**What this task involves:**
Could you restate every record below word for word?

(Stored items)
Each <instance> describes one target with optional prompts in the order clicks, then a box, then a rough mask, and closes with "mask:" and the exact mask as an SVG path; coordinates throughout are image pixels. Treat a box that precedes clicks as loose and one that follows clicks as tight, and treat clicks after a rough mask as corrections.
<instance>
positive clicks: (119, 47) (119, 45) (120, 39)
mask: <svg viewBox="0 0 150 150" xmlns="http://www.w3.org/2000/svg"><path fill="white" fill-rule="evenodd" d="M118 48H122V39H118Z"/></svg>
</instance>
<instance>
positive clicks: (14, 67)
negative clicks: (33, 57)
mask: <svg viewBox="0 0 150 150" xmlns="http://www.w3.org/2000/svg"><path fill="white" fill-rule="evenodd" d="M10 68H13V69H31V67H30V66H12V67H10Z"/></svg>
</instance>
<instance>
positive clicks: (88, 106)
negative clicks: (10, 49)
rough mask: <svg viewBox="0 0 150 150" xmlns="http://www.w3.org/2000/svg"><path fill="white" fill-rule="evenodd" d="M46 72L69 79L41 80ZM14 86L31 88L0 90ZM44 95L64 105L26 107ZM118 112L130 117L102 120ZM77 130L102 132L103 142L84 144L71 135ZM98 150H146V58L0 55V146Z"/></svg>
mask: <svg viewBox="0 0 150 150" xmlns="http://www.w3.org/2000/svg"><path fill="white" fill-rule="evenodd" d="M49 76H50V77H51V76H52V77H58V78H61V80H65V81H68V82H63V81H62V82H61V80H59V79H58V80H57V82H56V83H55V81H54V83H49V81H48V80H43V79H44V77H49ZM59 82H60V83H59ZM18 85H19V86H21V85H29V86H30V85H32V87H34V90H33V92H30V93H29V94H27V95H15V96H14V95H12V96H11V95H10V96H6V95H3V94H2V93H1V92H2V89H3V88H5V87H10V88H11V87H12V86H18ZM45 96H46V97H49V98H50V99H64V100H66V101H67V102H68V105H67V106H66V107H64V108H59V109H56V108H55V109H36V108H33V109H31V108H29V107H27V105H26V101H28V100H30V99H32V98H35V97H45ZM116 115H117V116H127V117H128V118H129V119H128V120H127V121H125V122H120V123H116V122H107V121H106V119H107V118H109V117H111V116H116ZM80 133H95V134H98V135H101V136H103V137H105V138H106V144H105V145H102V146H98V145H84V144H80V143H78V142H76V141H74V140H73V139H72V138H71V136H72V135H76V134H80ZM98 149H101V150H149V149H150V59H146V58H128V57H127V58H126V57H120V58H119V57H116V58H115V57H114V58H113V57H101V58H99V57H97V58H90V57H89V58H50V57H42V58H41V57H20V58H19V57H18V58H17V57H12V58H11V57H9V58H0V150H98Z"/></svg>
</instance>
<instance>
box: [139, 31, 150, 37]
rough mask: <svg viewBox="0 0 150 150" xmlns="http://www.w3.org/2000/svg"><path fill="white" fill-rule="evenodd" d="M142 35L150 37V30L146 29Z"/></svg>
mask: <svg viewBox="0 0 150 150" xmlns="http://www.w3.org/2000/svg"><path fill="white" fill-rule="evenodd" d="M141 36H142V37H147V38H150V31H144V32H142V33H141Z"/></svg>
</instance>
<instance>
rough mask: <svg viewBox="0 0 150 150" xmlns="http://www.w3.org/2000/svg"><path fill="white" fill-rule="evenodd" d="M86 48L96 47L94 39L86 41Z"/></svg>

**Result for this task:**
Each <instance> describes one target with optional prompts in the order clicks, then a box, then a rough mask, and closes with "mask:" and the exact mask as an SVG path; coordinates throughout are image pixels. Treat a box that precedes clicks as loose and one that follows clicks as tight, and treat clicks after a rough mask as corrections.
<instance>
positive clicks: (119, 47) (119, 45) (120, 39)
mask: <svg viewBox="0 0 150 150" xmlns="http://www.w3.org/2000/svg"><path fill="white" fill-rule="evenodd" d="M118 48H122V39H118Z"/></svg>
</instance>
<instance>
positive clicks: (14, 67)
negative clicks: (33, 57)
mask: <svg viewBox="0 0 150 150" xmlns="http://www.w3.org/2000/svg"><path fill="white" fill-rule="evenodd" d="M10 68H13V69H31V67H30V66H12V67H10Z"/></svg>
</instance>
<instance>
positive clicks: (88, 106)
negative clicks: (10, 49)
rough mask: <svg viewBox="0 0 150 150" xmlns="http://www.w3.org/2000/svg"><path fill="white" fill-rule="evenodd" d="M46 72L69 79L41 80ZM14 86L31 88L0 90ZM44 95L64 105L26 107ZM118 112L130 117L102 120ZM77 130L102 132L103 142L84 144L71 135ZM98 150H146V58L0 55V146Z"/></svg>
mask: <svg viewBox="0 0 150 150" xmlns="http://www.w3.org/2000/svg"><path fill="white" fill-rule="evenodd" d="M49 76H50V77H51V76H52V77H58V78H61V80H65V81H68V82H63V81H62V82H61V80H59V79H58V80H57V82H56V83H55V81H54V83H49V81H48V80H43V79H44V77H49ZM59 82H60V83H59ZM18 85H19V86H21V85H29V86H30V85H32V87H34V90H33V92H30V93H29V94H27V95H15V96H14V95H12V96H11V95H10V96H6V95H3V94H2V93H1V92H2V89H3V88H5V87H10V88H11V87H12V86H18ZM45 96H46V97H49V98H50V99H64V100H66V101H67V102H68V105H67V106H66V107H64V108H59V109H56V108H55V109H36V108H33V109H31V108H29V107H27V105H26V101H28V100H30V99H32V98H35V97H45ZM116 115H117V116H127V117H128V118H129V119H128V120H127V121H125V122H120V123H116V122H107V121H106V119H107V118H109V117H111V116H116ZM80 133H95V134H98V135H101V136H103V137H105V138H106V144H105V145H102V146H98V145H84V144H80V143H78V142H76V141H74V140H73V139H72V138H71V136H72V135H76V134H80ZM98 149H101V150H149V149H150V59H146V58H128V57H127V58H126V57H120V58H119V57H116V58H115V57H114V58H113V57H101V58H99V57H97V58H90V57H89V58H50V57H42V58H41V57H20V58H19V57H18V58H17V57H12V58H11V57H9V58H0V150H98Z"/></svg>
</instance>
<instance>
box: [139, 31, 150, 37]
rough mask: <svg viewBox="0 0 150 150" xmlns="http://www.w3.org/2000/svg"><path fill="white" fill-rule="evenodd" d="M142 35L150 37V30L146 29Z"/></svg>
mask: <svg viewBox="0 0 150 150" xmlns="http://www.w3.org/2000/svg"><path fill="white" fill-rule="evenodd" d="M141 36H142V37H147V38H150V31H144V32H142V33H141Z"/></svg>
</instance>
<instance>
rough mask: <svg viewBox="0 0 150 150" xmlns="http://www.w3.org/2000/svg"><path fill="white" fill-rule="evenodd" d="M86 48L96 47L94 39L86 41Z"/></svg>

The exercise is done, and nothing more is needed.